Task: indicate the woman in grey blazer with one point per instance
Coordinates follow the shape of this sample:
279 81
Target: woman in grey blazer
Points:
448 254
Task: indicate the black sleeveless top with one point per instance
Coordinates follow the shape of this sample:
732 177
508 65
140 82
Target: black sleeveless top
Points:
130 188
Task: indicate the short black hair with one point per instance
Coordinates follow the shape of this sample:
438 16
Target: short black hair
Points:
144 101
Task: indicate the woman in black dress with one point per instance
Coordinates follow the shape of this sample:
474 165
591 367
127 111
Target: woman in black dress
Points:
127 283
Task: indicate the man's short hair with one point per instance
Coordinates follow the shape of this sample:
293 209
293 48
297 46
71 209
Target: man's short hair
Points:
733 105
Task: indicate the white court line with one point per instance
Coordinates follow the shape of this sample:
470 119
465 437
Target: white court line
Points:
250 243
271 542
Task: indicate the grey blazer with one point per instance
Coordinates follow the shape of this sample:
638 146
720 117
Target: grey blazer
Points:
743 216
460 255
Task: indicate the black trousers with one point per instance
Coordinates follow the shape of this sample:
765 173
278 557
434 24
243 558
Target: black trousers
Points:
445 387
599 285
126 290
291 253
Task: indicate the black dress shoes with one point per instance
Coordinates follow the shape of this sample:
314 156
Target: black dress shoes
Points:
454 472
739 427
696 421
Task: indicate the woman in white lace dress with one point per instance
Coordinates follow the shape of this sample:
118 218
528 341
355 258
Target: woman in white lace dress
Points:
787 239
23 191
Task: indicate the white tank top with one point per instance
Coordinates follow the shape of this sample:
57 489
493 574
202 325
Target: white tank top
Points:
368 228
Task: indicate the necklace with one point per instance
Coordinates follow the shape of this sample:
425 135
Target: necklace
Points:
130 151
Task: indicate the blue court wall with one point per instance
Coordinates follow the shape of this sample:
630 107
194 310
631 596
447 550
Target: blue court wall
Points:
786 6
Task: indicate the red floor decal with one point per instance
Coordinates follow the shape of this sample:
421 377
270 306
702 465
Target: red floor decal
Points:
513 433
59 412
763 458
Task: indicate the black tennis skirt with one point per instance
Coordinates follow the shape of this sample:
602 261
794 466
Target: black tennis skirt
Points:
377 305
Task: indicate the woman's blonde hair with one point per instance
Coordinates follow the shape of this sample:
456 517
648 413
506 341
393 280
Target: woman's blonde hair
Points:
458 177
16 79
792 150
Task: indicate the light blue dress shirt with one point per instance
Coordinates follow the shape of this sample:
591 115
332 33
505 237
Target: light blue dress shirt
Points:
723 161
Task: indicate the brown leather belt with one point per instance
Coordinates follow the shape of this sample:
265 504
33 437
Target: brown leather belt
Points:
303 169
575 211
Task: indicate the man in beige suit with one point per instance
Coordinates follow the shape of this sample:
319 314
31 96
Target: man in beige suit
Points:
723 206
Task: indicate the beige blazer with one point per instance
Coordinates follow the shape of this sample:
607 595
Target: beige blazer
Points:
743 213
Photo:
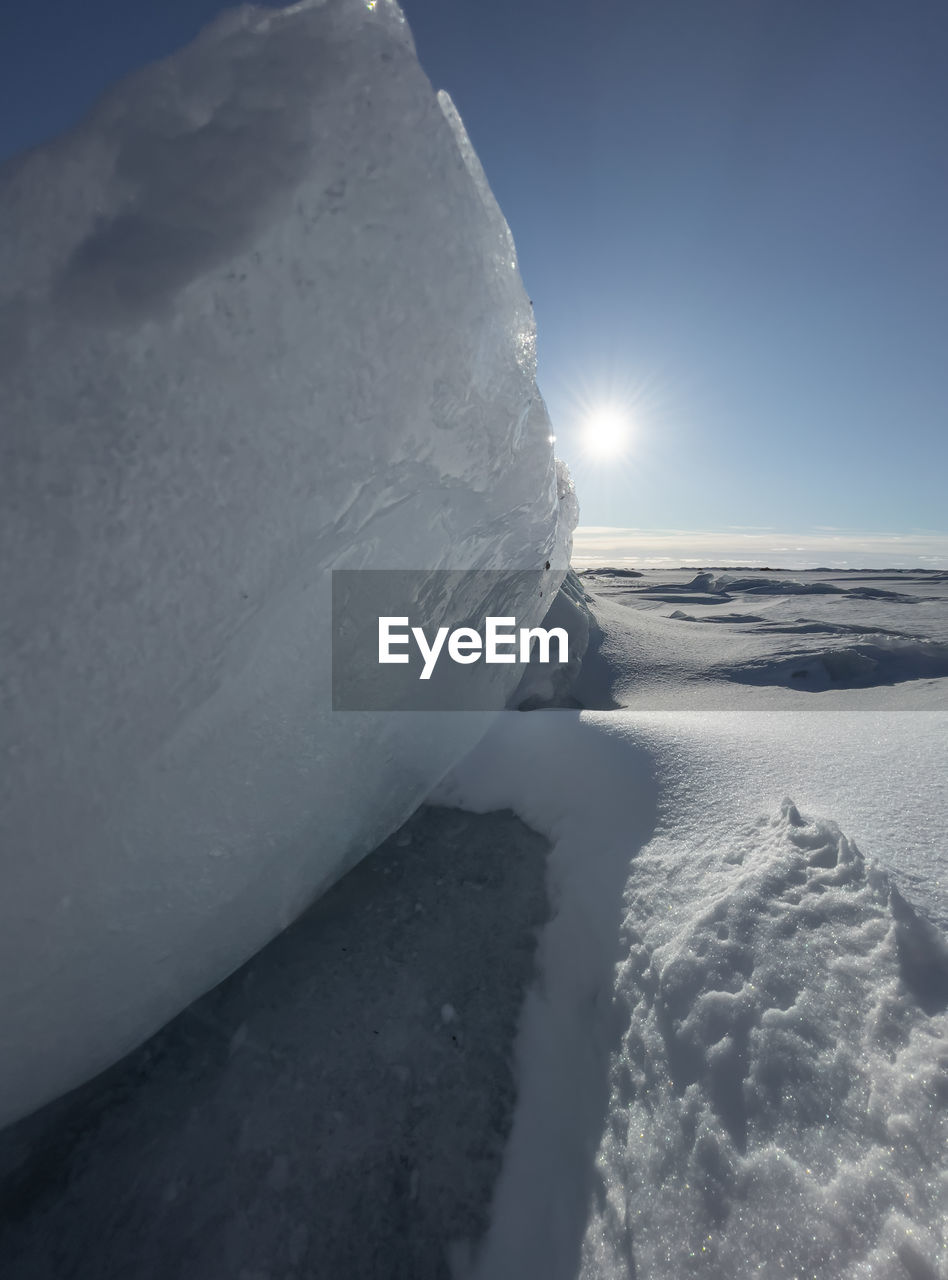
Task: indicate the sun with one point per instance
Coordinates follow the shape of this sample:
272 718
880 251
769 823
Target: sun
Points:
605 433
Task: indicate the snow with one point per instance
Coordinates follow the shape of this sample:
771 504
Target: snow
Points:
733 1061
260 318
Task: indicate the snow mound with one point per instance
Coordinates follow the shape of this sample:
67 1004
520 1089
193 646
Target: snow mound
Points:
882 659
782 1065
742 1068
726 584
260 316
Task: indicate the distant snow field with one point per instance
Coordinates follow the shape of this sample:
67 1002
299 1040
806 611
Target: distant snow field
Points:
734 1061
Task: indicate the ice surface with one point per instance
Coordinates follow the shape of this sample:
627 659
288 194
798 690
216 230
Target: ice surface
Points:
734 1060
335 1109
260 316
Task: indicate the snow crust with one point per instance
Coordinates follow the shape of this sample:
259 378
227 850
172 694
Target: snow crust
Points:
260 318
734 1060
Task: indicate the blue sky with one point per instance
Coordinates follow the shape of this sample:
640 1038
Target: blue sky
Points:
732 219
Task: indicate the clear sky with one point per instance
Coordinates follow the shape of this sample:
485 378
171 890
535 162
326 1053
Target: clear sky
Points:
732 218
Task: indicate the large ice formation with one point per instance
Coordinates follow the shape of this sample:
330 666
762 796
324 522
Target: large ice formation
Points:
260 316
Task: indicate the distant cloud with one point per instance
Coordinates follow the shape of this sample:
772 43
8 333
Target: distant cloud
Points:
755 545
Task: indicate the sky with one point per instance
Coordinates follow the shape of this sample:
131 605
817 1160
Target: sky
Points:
==
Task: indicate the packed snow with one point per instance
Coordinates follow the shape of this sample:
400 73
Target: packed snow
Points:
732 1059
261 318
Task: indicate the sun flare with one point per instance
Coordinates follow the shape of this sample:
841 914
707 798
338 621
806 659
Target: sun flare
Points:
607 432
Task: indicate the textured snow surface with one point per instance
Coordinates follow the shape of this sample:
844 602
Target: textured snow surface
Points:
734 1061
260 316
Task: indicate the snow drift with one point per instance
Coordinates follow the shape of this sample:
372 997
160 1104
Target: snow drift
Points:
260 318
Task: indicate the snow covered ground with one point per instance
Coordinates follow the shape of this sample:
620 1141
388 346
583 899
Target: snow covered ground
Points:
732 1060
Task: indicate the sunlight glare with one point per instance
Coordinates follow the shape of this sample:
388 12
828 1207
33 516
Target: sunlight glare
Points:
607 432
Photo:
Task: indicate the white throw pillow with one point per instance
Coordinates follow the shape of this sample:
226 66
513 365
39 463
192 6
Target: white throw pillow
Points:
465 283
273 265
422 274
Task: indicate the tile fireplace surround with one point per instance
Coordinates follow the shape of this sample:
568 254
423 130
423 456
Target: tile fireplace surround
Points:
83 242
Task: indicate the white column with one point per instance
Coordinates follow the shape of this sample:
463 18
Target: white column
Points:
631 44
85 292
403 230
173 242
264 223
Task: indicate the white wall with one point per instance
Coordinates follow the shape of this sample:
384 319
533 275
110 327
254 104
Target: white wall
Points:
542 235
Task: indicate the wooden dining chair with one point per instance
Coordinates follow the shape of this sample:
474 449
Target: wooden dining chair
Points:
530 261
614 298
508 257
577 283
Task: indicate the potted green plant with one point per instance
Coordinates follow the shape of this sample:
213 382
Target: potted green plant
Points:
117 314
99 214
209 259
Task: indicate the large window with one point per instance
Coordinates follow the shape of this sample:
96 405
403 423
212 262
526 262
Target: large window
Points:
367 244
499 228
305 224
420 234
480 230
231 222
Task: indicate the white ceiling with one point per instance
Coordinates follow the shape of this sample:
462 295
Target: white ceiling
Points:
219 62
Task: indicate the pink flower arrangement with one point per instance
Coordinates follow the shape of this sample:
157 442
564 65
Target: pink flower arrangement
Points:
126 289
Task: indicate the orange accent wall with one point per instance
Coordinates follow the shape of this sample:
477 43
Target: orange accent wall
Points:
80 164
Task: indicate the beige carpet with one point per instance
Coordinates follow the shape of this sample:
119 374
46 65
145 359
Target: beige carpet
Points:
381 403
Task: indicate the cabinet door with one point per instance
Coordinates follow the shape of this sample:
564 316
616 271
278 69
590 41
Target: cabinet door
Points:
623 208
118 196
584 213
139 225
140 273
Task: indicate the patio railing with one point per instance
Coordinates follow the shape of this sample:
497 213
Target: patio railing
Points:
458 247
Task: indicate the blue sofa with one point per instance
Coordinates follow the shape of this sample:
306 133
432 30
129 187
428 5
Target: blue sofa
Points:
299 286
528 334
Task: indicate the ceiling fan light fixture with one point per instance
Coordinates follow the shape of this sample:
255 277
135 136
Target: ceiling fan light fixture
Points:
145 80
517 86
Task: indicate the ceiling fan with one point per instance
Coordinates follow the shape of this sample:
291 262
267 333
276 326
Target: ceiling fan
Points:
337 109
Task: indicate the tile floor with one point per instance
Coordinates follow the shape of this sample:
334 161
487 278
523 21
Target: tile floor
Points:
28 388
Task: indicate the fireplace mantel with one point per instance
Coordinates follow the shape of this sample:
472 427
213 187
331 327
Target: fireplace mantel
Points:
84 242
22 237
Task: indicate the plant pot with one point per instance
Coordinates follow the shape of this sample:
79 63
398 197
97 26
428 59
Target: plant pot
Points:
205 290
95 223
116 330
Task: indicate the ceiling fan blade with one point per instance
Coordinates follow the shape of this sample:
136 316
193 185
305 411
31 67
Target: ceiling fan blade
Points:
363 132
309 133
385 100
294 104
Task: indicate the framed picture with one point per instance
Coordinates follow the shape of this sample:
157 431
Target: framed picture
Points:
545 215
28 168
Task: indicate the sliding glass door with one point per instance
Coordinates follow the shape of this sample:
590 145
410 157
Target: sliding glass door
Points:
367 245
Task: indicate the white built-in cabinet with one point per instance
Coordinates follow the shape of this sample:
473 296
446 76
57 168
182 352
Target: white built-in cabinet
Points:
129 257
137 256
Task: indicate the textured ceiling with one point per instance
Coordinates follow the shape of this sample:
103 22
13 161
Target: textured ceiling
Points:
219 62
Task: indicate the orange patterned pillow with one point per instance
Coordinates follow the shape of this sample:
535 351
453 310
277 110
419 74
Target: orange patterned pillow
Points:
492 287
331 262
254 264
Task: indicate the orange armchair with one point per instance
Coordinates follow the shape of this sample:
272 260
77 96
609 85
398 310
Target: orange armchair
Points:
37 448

### Exercise instructions
Report every line in the records above that contains the string "sleeveless".

### Response
Task: indicate the black sleeveless top with one point per instance
Target: black sleeveless top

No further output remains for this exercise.